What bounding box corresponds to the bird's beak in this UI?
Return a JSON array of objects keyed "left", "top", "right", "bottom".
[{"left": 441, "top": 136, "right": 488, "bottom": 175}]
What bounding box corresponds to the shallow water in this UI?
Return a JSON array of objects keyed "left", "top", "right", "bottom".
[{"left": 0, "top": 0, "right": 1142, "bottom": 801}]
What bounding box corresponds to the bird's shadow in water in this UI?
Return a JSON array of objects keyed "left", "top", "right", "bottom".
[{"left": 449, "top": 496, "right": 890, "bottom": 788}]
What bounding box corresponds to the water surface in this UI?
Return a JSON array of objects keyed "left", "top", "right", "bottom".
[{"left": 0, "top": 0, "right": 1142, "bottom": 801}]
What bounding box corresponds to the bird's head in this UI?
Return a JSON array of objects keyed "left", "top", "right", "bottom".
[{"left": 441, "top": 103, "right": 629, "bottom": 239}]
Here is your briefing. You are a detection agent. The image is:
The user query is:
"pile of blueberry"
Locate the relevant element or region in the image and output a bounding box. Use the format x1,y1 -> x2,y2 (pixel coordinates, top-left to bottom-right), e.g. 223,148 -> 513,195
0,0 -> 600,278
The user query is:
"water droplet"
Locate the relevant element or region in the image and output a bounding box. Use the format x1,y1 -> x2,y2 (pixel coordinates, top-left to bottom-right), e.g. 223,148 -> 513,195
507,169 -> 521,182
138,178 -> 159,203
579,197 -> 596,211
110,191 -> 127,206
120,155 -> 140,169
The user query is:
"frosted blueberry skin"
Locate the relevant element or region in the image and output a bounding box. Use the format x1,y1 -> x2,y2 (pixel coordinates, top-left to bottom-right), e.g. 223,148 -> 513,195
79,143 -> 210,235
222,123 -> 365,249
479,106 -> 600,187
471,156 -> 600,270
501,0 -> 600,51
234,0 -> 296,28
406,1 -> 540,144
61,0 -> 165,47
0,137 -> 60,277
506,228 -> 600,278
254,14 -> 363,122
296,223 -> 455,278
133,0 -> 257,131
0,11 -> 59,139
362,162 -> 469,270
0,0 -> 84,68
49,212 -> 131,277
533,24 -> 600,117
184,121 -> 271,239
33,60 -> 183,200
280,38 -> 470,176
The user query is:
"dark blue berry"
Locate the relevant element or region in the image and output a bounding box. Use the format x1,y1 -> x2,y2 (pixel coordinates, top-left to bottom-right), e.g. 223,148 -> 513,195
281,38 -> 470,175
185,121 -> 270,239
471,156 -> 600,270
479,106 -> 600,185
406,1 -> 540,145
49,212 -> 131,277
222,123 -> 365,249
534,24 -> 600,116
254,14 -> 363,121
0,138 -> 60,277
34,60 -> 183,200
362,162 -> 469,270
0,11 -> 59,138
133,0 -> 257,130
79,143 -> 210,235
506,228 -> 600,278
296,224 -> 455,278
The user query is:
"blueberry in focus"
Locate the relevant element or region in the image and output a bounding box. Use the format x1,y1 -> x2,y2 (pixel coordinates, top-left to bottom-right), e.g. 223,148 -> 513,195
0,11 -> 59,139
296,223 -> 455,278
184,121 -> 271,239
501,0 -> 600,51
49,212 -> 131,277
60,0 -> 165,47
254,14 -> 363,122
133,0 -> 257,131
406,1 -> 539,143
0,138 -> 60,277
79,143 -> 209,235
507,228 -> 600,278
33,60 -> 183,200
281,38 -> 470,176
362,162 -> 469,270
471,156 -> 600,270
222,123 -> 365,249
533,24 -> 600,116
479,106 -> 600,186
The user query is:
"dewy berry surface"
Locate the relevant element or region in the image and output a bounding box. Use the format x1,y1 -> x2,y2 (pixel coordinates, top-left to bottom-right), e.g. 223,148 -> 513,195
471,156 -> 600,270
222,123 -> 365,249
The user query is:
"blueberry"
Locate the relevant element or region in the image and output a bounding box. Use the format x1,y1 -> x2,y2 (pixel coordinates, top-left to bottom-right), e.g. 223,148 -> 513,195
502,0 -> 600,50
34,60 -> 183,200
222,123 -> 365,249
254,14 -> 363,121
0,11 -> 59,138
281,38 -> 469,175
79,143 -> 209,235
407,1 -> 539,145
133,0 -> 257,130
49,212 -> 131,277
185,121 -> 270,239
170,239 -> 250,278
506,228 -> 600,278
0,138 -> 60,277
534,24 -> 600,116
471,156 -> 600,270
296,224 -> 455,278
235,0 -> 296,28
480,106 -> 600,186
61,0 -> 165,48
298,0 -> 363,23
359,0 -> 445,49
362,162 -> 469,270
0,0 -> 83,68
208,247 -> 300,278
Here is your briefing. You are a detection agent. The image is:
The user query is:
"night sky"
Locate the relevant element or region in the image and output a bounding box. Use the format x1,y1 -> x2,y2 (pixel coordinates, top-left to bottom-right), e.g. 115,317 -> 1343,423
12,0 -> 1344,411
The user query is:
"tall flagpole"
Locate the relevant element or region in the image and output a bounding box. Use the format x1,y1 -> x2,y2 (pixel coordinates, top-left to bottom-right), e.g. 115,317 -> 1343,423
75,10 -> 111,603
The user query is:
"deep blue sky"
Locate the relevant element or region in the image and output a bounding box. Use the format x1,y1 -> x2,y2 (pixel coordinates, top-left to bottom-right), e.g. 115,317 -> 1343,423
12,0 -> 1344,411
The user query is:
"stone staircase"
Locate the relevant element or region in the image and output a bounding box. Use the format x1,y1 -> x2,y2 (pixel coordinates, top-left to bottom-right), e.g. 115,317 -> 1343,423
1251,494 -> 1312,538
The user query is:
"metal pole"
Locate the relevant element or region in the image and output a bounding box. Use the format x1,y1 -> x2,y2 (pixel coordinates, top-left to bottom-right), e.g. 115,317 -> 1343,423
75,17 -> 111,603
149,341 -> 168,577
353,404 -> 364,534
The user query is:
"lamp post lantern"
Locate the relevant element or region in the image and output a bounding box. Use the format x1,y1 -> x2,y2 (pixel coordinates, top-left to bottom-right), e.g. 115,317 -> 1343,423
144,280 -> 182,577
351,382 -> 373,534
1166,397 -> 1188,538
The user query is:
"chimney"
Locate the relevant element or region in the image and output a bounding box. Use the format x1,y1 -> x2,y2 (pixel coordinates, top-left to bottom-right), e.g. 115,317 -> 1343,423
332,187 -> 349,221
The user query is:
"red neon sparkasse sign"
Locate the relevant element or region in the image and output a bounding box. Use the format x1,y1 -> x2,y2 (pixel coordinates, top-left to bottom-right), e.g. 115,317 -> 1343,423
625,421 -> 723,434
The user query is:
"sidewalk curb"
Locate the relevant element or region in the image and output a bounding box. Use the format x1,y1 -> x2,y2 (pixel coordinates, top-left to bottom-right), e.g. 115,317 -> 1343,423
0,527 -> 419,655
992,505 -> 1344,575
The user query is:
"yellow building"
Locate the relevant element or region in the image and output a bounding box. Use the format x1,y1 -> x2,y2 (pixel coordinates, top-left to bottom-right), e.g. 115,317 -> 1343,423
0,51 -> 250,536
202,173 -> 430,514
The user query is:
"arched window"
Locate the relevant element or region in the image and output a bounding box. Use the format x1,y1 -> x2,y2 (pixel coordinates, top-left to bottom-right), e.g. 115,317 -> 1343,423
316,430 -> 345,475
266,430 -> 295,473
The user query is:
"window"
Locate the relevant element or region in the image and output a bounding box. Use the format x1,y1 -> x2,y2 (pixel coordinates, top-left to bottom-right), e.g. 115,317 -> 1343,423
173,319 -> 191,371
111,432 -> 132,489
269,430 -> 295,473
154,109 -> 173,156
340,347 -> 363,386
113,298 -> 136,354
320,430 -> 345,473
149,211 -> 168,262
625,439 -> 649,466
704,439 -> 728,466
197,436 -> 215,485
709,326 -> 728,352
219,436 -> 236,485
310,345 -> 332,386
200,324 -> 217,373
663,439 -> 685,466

::::::::

**WHAT IS ASKED**:
Identify each line in the records above that contains the word "corresponds" and copy every one of those lines in full.

**EXERCISE OUTPUT**:
What bounding box corresponds to the bird's beak in this UI?
What bounding box corresponds to the shallow water in this UI?
What bounding box corresponds to the bird's shadow in water in this UI?
What bounding box corresponds to the water surface in this UI?
What bounding box corresponds to the bird's head in this UI?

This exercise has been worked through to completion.